• **Raw data**:
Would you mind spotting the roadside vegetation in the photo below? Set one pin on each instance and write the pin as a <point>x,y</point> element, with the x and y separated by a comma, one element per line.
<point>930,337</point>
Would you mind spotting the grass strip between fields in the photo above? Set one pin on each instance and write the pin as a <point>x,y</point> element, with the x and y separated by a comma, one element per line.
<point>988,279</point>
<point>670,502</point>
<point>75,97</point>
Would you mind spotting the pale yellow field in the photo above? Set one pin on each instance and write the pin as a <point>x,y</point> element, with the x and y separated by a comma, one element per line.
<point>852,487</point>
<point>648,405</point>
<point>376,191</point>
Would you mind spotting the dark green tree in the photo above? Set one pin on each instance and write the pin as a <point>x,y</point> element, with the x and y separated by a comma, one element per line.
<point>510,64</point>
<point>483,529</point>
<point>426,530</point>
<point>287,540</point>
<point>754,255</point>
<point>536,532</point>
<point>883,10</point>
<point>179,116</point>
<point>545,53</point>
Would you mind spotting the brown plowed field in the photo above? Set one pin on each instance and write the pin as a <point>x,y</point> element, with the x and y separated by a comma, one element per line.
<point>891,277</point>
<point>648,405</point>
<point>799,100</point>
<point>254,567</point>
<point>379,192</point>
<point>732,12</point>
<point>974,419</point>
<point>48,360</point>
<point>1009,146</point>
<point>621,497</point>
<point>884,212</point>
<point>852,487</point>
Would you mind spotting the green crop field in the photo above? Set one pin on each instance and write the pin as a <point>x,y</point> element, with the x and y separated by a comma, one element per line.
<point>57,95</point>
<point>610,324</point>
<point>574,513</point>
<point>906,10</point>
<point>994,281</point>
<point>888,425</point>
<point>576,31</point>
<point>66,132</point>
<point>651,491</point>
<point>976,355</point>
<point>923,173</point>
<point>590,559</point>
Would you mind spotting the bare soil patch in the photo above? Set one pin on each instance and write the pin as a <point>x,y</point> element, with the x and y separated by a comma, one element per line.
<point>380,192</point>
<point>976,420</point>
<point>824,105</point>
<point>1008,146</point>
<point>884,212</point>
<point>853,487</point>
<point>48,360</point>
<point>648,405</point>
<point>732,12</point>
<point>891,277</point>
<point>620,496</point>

• **Short problem**:
Reproduce every entry above verbatim, line by line.

• **Reply to the exercise**:
Would you mind spotting the roadside vegetation in the photo below? Set one pin on each instance and write the pin as a <point>x,y</point> element, with the x and y separated by a comma, one element per line.
<point>930,337</point>
Would you mind spotting the grass strip between fields in the photo above? Set one pin on each instance and write the pin as a <point>x,y</point> element, with the x and y separated by a comma, one element per line.
<point>988,279</point>
<point>670,502</point>
<point>75,97</point>
Would you mind spotting the pale yellow field in the photo above? Set one pin on each instance and write the pin as a <point>x,y</point> element, with the x and y separated by a comma, one element per line.
<point>852,487</point>
<point>648,405</point>
<point>376,191</point>
Would you mind spotting the dark green tree in the photo above? Set one pin on each instance and write the pin as a <point>x,y</point> element, with the x and y separated by a comma, one element per line.
<point>510,64</point>
<point>483,529</point>
<point>426,530</point>
<point>287,540</point>
<point>754,255</point>
<point>536,532</point>
<point>883,10</point>
<point>179,116</point>
<point>545,53</point>
Would you mind spotting the brown plowed field in the photo above? Set one pin on each instance and write the pin as a <point>x,y</point> element, with the x and y separated by a comma, one element per line.
<point>891,277</point>
<point>648,405</point>
<point>799,100</point>
<point>254,567</point>
<point>379,192</point>
<point>732,12</point>
<point>974,419</point>
<point>48,360</point>
<point>1009,146</point>
<point>621,497</point>
<point>884,212</point>
<point>852,487</point>
Would you mind spotting the green crop field in the photo above? Set one pin on each instance and write the pin as a <point>x,y</point> element, with the x and y separated by a comma, one element per line.
<point>57,95</point>
<point>610,324</point>
<point>574,513</point>
<point>906,10</point>
<point>994,281</point>
<point>888,425</point>
<point>576,31</point>
<point>66,132</point>
<point>651,491</point>
<point>976,355</point>
<point>923,173</point>
<point>590,559</point>
Would you mind spotting the bare soil patch in the photo above? Set one pin on each instance and write the pin as a <point>x,y</point> element, with the x and y separated by a comma, one element per line.
<point>380,192</point>
<point>976,420</point>
<point>824,105</point>
<point>1008,146</point>
<point>884,212</point>
<point>853,487</point>
<point>48,360</point>
<point>648,405</point>
<point>732,12</point>
<point>891,277</point>
<point>620,496</point>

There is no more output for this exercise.